→ Goal:
Reproduce the lines below exactly, starting at the line that contains "In this picture, where can the bicycle" and ending with the line that contains "In this picture, where can the man". Include both of those lines.

→ Exercise data:
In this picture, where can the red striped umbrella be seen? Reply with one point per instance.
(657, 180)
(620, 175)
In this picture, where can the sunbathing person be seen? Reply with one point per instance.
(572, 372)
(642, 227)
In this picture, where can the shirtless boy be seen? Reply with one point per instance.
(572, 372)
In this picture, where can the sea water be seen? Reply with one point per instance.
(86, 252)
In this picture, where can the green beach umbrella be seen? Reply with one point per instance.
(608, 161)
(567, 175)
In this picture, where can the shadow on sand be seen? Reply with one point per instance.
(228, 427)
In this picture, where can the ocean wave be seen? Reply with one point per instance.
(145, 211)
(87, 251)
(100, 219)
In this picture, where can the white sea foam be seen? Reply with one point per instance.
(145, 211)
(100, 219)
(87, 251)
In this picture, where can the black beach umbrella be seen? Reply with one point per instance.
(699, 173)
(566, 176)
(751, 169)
* * *
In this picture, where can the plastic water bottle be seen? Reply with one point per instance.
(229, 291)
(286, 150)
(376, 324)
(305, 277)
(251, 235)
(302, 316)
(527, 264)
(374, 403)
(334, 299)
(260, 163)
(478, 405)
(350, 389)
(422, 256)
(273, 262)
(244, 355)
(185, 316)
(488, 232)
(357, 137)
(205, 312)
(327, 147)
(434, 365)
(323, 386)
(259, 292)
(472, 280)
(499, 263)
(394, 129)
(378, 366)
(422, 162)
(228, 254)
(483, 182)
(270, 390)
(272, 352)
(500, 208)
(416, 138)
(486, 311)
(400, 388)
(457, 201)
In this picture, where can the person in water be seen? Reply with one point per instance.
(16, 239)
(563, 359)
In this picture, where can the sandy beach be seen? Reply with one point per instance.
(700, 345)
...
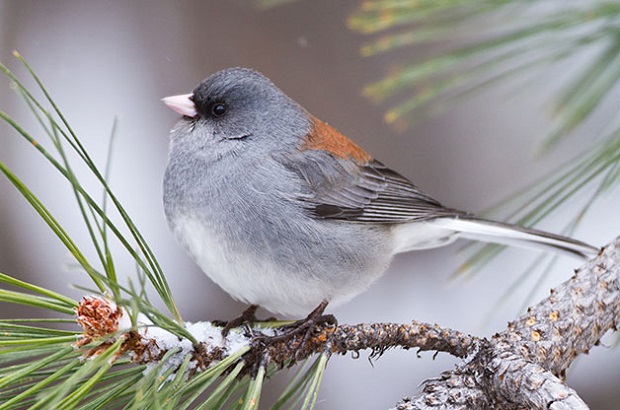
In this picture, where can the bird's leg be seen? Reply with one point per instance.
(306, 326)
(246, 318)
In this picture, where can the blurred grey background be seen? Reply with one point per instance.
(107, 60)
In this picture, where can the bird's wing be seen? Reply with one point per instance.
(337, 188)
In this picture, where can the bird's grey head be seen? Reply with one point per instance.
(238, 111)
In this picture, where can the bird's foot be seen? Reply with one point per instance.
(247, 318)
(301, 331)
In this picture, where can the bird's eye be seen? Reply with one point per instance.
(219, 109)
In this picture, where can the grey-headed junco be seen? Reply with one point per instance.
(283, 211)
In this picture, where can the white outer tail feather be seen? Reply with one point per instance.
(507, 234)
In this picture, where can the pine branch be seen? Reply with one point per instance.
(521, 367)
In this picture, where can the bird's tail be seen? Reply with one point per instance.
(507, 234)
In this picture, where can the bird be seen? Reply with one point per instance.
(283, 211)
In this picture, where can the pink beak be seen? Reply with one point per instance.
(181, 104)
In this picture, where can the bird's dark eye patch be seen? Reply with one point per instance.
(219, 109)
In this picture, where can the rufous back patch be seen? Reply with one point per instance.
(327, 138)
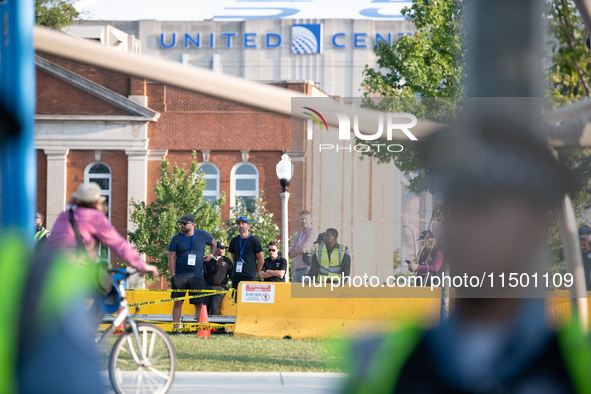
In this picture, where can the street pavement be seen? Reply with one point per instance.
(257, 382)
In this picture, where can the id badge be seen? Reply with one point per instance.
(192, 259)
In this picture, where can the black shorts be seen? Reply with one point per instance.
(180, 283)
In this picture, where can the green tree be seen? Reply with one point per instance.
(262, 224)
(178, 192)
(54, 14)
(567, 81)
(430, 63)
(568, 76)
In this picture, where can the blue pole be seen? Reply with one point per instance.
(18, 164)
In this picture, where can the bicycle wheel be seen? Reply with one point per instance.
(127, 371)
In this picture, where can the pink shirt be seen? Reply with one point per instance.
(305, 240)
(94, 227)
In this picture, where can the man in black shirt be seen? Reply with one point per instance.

→ Final answer:
In this picture, where can the bicycle wheel be seen? Reply with one point per instance.
(127, 371)
In this picture, where can the pink shirt be seen? Reply with one point per instance.
(305, 240)
(94, 227)
In this picture, where can the man in black shirt be seen? Reply with one point per instance.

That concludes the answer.